## BEGIN Source passage

# my snapper



## fury (Nov 30, 2003)

my snapping turtle


----------



## JorgeRemigio (Mar 31, 2005)

NICEEEEEEE!!! congrats!!


----------



## KINGofKINGS (Jul 24, 2006)

lets see some better pics of the snapper and his home... if you could?


----------



## Rick james (May 2, 2006)

He is looking good. Do you have any full tank shots.


----------



## fury (Nov 30, 2003)

"Do you have any full tank shots."

i don't have a cam and my phone dose not take the best of pics as you can see..

i will post a full tank shot from my phone but it's not going to that be helpfull


----------



## JorgeRemigio (Mar 31, 2005)

yes it will


----------



## fury (Nov 30, 2003)

Ok here is a full tank shot..

As you can see there is a red eared slider in there with him.

The red eared slider is my sisters and the snapper is mine which by the way is hiding behind the rock..

Yes i do know that turtles need to bask..
i make up for the no basking ramp rock or whatever people use - by simply taking them out of the tank for an hour or so each day..

Yes there is a heater in the tank behind the rock..

Yes i do use a separate uv lamp for there basking time..

Dose this cover everything


----------



## Rick james (May 2, 2006)

He looks good thanks for sharing


----------



## JorgeRemigio (Mar 31, 2005)

not so big...but clean...


----------



## KINGofKINGS (Jul 24, 2006)

hmm... i was expecting more from your full tank shot.... i think an "upgrade" should be in the works


----------

## END Source passage

Given problem 1
In the records, reproduce verbatim the stretch from the line containing "Identify the windshield sticker" through the line containing "pixel 320 195", with both of those lines included.

## BEGIN Material

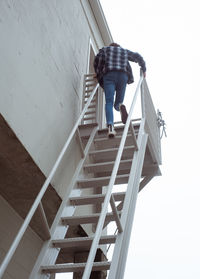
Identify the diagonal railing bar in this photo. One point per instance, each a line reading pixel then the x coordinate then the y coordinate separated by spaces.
pixel 99 228
pixel 30 214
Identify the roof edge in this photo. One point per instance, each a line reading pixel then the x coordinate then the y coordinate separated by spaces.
pixel 101 21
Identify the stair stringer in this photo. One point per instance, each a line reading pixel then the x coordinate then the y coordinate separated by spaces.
pixel 122 241
pixel 48 254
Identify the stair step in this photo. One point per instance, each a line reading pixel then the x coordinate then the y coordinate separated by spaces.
pixel 105 142
pixel 85 219
pixel 109 154
pixel 94 199
pixel 74 267
pixel 107 166
pixel 101 181
pixel 90 112
pixel 78 242
pixel 89 118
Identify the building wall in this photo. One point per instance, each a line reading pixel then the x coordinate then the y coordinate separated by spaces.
pixel 44 54
pixel 43 58
pixel 28 249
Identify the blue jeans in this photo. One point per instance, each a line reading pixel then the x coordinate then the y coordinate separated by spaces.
pixel 114 81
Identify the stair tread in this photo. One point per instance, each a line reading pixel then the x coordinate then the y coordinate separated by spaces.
pixel 101 181
pixel 74 267
pixel 98 198
pixel 106 163
pixel 94 152
pixel 82 241
pixel 86 219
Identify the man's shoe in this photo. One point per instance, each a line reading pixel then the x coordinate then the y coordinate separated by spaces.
pixel 124 114
pixel 111 131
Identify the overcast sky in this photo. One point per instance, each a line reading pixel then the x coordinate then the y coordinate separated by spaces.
pixel 165 241
pixel 166 232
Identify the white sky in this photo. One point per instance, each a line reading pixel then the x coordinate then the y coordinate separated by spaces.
pixel 165 240
pixel 166 233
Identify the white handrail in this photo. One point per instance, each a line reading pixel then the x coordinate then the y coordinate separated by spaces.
pixel 99 228
pixel 43 189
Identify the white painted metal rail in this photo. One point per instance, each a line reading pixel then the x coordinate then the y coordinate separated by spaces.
pixel 100 225
pixel 38 199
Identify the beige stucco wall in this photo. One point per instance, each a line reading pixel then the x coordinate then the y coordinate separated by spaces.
pixel 28 249
pixel 43 58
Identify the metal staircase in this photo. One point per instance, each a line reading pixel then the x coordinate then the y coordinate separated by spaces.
pixel 130 160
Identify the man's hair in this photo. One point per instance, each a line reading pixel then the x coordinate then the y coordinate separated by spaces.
pixel 114 44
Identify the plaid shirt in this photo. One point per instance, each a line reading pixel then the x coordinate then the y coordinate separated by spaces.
pixel 113 58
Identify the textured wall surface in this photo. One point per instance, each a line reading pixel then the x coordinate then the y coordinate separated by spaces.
pixel 43 57
pixel 28 250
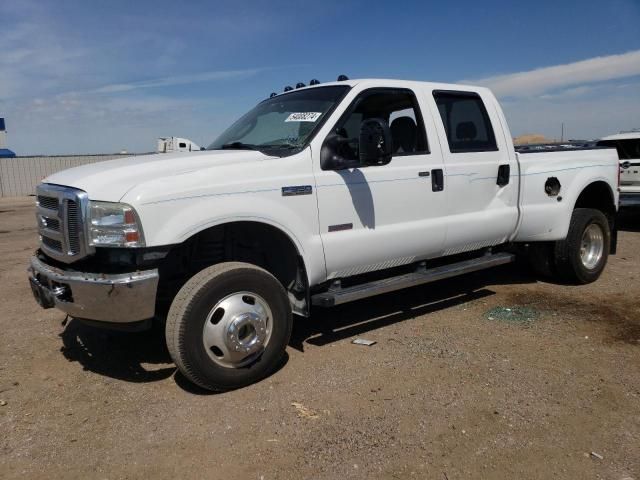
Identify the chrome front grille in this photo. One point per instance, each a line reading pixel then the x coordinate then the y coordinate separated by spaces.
pixel 62 214
pixel 73 223
pixel 50 203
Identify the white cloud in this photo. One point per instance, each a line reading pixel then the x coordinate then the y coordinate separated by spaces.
pixel 547 79
pixel 178 80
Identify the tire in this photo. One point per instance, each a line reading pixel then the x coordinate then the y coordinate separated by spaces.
pixel 581 257
pixel 229 326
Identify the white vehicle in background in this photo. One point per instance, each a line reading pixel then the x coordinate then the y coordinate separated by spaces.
pixel 628 146
pixel 176 144
pixel 318 196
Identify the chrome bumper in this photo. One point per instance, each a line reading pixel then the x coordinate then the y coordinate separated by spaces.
pixel 119 298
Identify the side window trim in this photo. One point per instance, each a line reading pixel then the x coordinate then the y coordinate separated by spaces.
pixel 416 106
pixel 485 115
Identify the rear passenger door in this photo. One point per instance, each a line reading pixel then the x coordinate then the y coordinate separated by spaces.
pixel 481 171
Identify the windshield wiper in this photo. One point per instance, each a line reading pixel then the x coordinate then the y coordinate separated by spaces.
pixel 281 146
pixel 238 146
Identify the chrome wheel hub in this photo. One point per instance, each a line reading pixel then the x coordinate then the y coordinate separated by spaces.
pixel 592 246
pixel 237 329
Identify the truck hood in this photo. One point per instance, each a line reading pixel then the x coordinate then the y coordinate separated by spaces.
pixel 112 179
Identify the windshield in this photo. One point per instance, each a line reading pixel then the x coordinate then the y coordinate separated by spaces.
pixel 283 122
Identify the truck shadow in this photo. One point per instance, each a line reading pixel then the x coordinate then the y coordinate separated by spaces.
pixel 138 357
pixel 143 357
pixel 629 220
pixel 330 325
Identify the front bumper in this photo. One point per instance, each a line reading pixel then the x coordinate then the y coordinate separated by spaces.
pixel 115 298
pixel 629 199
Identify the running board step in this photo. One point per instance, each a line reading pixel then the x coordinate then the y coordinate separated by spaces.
pixel 357 292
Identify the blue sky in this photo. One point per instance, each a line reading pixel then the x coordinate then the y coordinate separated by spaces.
pixel 91 77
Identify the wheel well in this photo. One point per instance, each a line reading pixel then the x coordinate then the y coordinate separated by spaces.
pixel 256 243
pixel 598 195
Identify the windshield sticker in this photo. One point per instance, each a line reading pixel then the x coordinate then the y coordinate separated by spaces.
pixel 303 117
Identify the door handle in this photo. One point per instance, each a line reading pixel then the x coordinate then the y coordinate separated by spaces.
pixel 437 180
pixel 504 173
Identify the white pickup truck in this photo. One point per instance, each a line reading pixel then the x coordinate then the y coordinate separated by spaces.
pixel 628 146
pixel 320 195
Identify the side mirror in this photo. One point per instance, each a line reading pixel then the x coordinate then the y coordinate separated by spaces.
pixel 376 143
pixel 336 154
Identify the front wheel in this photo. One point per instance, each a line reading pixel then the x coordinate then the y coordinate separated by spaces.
pixel 581 257
pixel 228 326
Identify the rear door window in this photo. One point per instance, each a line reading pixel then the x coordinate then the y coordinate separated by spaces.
pixel 627 149
pixel 466 122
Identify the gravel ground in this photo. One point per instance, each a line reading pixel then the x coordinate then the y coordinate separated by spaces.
pixel 455 387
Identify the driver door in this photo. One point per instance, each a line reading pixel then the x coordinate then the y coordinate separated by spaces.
pixel 376 217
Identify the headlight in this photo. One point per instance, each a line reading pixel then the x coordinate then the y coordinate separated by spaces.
pixel 114 225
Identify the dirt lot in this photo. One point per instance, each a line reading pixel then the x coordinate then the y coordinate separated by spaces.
pixel 449 391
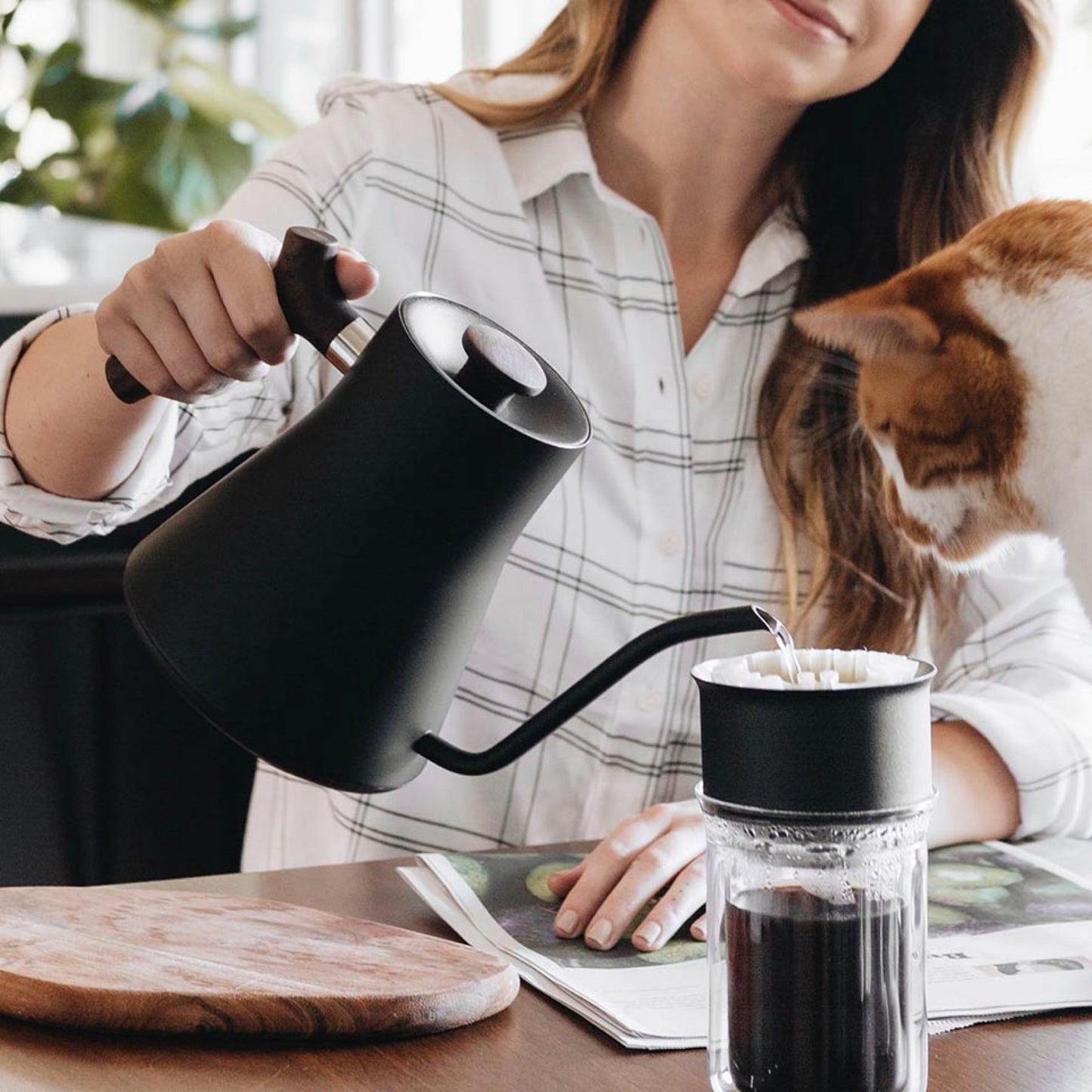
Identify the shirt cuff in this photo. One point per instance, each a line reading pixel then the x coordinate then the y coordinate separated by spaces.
pixel 1047 759
pixel 66 519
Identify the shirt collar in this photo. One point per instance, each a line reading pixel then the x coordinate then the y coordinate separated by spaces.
pixel 543 157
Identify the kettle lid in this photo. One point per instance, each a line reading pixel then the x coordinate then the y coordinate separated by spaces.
pixel 495 370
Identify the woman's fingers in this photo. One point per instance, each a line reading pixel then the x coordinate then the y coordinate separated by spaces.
pixel 562 883
pixel 203 311
pixel 159 352
pixel 356 275
pixel 630 868
pixel 686 896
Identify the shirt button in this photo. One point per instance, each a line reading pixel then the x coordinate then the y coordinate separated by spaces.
pixel 702 388
pixel 670 544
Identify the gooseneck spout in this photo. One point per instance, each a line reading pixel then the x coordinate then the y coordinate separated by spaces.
pixel 583 691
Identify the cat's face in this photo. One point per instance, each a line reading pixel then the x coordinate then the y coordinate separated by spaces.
pixel 944 397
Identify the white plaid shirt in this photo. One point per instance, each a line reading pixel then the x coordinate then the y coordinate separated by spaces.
pixel 667 511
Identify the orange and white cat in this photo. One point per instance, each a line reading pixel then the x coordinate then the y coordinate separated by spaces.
pixel 976 385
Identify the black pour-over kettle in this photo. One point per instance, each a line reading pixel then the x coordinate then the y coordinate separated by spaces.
pixel 318 604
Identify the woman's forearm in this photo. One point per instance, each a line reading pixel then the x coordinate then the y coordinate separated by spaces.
pixel 976 793
pixel 68 432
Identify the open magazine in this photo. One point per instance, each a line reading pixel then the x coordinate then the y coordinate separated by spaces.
pixel 1010 933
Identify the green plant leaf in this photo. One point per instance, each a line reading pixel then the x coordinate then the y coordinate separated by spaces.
pixel 210 91
pixel 157 9
pixel 70 95
pixel 189 163
pixel 9 141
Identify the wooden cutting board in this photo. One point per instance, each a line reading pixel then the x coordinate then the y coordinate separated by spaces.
pixel 141 960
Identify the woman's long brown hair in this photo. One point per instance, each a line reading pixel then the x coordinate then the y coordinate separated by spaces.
pixel 879 179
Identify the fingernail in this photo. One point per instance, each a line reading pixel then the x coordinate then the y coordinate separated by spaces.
pixel 648 933
pixel 600 933
pixel 568 922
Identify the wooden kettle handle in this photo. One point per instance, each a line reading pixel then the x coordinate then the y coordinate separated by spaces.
pixel 307 289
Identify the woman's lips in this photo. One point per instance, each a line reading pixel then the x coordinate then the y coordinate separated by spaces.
pixel 812 20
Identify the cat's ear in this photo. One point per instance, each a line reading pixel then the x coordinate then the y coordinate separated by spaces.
pixel 868 330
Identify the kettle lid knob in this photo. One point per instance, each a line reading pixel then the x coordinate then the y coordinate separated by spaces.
pixel 497 367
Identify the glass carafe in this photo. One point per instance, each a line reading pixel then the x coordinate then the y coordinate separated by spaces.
pixel 816 809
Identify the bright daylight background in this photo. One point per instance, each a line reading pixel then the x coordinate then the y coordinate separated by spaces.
pixel 302 43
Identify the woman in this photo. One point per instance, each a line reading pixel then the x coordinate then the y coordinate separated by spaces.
pixel 643 196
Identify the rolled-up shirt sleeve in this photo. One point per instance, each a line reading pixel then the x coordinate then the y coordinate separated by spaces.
pixel 314 179
pixel 64 519
pixel 1020 672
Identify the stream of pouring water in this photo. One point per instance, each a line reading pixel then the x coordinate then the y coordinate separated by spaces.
pixel 790 664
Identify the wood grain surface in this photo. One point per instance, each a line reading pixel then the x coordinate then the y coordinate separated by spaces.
pixel 535 1045
pixel 115 959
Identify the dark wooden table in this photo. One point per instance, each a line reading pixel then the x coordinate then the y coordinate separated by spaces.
pixel 535 1045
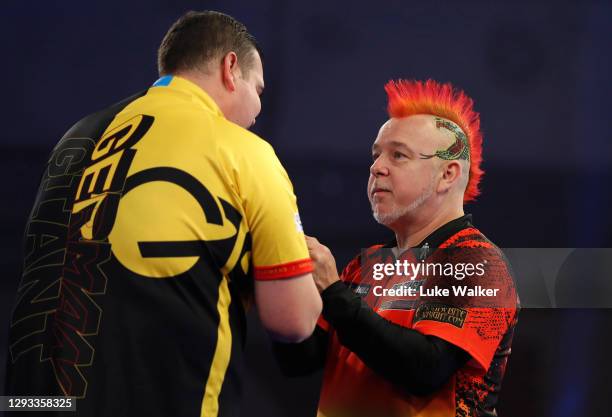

## END Material

Given problem 2
List every distinct username that posts in the snapping turtle thread.

Task solution 1
Identify the windshield sticker in this photo. One point per instance, each a line reading pixel then the x coordinate then the y coordinate separated by spaces.
pixel 303 117
Identify the door handle in this photo. One point per instance, each a line reading pixel then the x coordinate then the y coordinate separated by spaces.
pixel 437 180
pixel 504 173
Identify the white pickup truck in this photo. One point per instance, each a line reading pixel then the x coordinate then the y coordinate separated by spaces.
pixel 628 146
pixel 320 195

Task solution 2
fury
JorgeRemigio
KINGofKINGS
Rick james